--- Start of Source ---

Assistant chief firefighter Allen Hay was off duty the day terrorists flew hijacked airplanes into the World Trade Center buildings. By the time he reached the scene, both the North Tower and South Tower had collapsed, killing at least 2,550 people and spewing thousands of tons of debris onto the streets of New York.
Hay was given the task of attending another burning building surrounded by debris from the twin towers, Building 7 of the complex, which was still standing. “I don’t want any more buildings collapsing,” he recalls his supervisor telling him.
He arrived to find six floors ablaze, almost no water supply, and no radios to communicate with his firefighters. “We decided to give up on the building,” he says.
Although a part of Building 7 bulged dangerously, Hay and others expected fire to simply burn away whatever was flammable and leave the 47-story shell standing. But at 5:20 that afternoon, 7 World Trade Center became the third structure to crumble that day and the first to do so without being hit by a plane.
“We just expected it to burn out—we didn’t expect it to fall down,” says Hay, who is now chief safety officer of the New York City Fire Department. “It’s the only building I know in New York City to ever collapse [strictly] from fire.”
The events of 9/11 highlighted the danger that fire poses for the stability of structures and the need to design buildings that maintain integrity when they’re ablaze. “Fire was one of the primary factors that led to the collapse of the World Trade Center,” says Venkatesh Kodur, a civil and environmental engineer based in East Lansing, Mich., who consulted on the investigation into the failure of the towers and Building 7.
It’s the fire that ignites after damage from some other cause—such as an earthquake, a tornado, or even a vehicle impact—that often makes a structure unstable by burning through walls, crumbling concrete, and melting steel. According to the Quincy, Massachusetts-based National Fire Protection Association, 2005 saw 511,000 building fires in the United States that killed 3,105 civilians and resulted in $9.2 billion dollars of damage.
“Fire causes as much if not more loss of lives than any other hazard in this country,” says Doug Foutch, program director for structural systems and hazard mitigation of structures at the National Science Foundation in Arlington, Va. Foutch sees a need to increase funding of research into how fires affect structural integrity. “I consider it one of the top priorities in my area,” he says.
The devastation to structures caused by natural hazards, such as earthquakes and severe storms, spurred engineers in the early 20th century to design buildings that could withstand seismic shaking or fierce winds. But the structural effects of fire, often a secondary hazard triggered by other damage, have not been given the same engineering attention, Kodur says. “We’ve made significant progress in earthquakes in the last 20 years, but now is the time to tackle fire as well,” he says. “It’s an everyday event that can become a severe threat.”

--- End of Source ---
--- Start of Entries shown ---

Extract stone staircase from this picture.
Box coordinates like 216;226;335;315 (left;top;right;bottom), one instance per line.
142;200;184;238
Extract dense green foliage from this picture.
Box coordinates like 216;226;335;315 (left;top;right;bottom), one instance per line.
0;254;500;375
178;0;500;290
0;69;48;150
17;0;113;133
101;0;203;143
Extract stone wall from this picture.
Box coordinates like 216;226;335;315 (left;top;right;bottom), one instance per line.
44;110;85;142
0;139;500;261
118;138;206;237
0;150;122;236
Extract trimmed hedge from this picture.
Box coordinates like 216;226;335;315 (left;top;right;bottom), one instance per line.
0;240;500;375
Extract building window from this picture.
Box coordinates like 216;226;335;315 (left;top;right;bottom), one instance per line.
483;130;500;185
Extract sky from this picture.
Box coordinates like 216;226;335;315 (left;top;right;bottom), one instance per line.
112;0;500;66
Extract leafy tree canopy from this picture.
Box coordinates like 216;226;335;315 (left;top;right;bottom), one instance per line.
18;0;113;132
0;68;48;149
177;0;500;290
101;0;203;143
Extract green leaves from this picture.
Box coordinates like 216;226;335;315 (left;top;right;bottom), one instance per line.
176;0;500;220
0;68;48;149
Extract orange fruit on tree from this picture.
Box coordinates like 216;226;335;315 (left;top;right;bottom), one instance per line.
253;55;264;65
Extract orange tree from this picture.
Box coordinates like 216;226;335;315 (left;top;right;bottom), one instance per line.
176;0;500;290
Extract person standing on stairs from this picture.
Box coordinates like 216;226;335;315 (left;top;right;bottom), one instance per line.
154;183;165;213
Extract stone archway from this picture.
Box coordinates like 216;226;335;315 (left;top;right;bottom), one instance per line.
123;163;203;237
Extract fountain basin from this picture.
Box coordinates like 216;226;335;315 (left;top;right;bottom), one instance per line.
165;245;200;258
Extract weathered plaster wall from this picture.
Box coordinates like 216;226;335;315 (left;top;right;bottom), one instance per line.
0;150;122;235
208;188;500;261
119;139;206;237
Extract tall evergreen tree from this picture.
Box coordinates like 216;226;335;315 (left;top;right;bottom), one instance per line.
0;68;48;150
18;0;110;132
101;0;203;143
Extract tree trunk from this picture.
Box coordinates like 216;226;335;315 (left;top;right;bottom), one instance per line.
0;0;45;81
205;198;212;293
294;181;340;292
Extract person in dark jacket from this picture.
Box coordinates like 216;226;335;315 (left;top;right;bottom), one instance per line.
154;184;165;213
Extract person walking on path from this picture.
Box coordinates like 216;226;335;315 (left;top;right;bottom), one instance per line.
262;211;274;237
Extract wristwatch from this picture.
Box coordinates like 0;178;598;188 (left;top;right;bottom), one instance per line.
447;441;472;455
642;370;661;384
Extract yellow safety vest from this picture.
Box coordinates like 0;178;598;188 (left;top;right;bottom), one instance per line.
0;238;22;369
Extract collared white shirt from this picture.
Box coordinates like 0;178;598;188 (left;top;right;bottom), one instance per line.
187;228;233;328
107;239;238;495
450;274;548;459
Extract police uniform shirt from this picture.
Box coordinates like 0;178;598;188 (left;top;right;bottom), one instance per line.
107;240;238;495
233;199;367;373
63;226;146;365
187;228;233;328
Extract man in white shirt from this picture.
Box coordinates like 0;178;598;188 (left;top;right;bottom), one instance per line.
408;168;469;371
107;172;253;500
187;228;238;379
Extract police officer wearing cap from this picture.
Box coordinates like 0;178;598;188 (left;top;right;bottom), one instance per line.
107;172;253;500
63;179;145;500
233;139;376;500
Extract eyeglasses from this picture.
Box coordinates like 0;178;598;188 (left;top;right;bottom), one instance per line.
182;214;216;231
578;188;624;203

--- End of Entries shown ---

Tasks to perform:
[1] In the article on fire and building collapse, at what time did 7 World Trade Center fall?
[2] Write the next part of the article on fire and building collapse, picking up after its final sentence.

Responses in order:
[1] It fell at 5:20 that afternoon.

[2]
The threat
Heat generated by combustion causes myriad changes to the properties of building materials, says structural engineer Amit Varma of Purdue University in West Lafayette, Ind. When heated, materials lose their stiffness and strength, which means that they fail at a lower load than they could normally bear, says Varma.
Concrete can disintegrate in extreme heat, as water trapped in its porous structure boils. Pressure from the water vapor cracks the concrete and breaks it into pieces, a phenomenon that engineers call spalling. And heat can weaken a structure’s steel framework by making metal components expand, soften, and sag. Deformation of one part of the framework can increase stress on neighboring parts, to the point that the entire structure can fail.
“Buildings are designed to be very reliable and safe,” Varma says. “We have a lot of confidence of the reliability of the structures and components from experiments.” But those experiments, he notes, are largely performed at room temperature, so they don’t reliably test how buildings behave in fires. “What has changed since 9/11, 2001” he says, “is that people are now looking toward structural engineers for more answers: Is a [burning] building going to be able to deform and carry the load?”
That kind of knowledge would enable architects to design buildings that could better withstand severe fires and might give firefighters better warning of when a building is about to collapse. “We’re behind the eight ball just walking in the door,” firefighter Hay says. “Often, we’re arriving on the scene as the building is collapsing, so it’s basically a time game. That’s a danger—we don’t know how long we’ve got.” That danger was tragically realized June 19, when nine firefighters died after the roof of a burning furniture factory in Charleston, S.C., caved in on them.
The testing
In the late 19th century, concerns over fire safety grew with the height of the buildings that were starting to clutter city horizons. Chimney-shaped skyscrapers could go up in flames quickly and trap occupants inside a structure that might then fall down around them. The American Society for Testing and Materials (ASTM), formed in 1898, developed the first standard tests for the structural integrity of building materials should they be in an intense fire.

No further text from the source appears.